_Problem to solve_
Revise the rows below by replacing "soccer field" with "football pitch", leaving all other text unchanged. Omit the pictures from your answer.

_Records for the exercise_
=-=-=

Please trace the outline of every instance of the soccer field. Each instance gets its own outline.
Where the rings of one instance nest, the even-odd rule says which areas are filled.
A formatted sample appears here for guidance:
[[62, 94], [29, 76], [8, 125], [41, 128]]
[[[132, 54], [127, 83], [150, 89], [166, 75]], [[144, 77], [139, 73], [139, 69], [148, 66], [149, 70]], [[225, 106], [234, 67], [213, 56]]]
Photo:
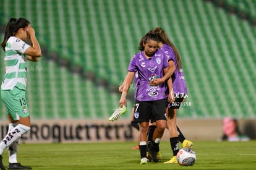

=-=-=

_Right answer_
Please trace the outline of every instance of the football pitch. Each instance gets its own outline.
Where the rings of one instance nest, the even-odd rule says which areas are filled.
A formatted sample appears here for guidance:
[[62, 94], [29, 76], [8, 125], [41, 128]]
[[[132, 54], [127, 83], [150, 89], [166, 75]], [[144, 77], [139, 73], [139, 69], [148, 66], [149, 70]], [[225, 106], [234, 67], [213, 56]]]
Photo:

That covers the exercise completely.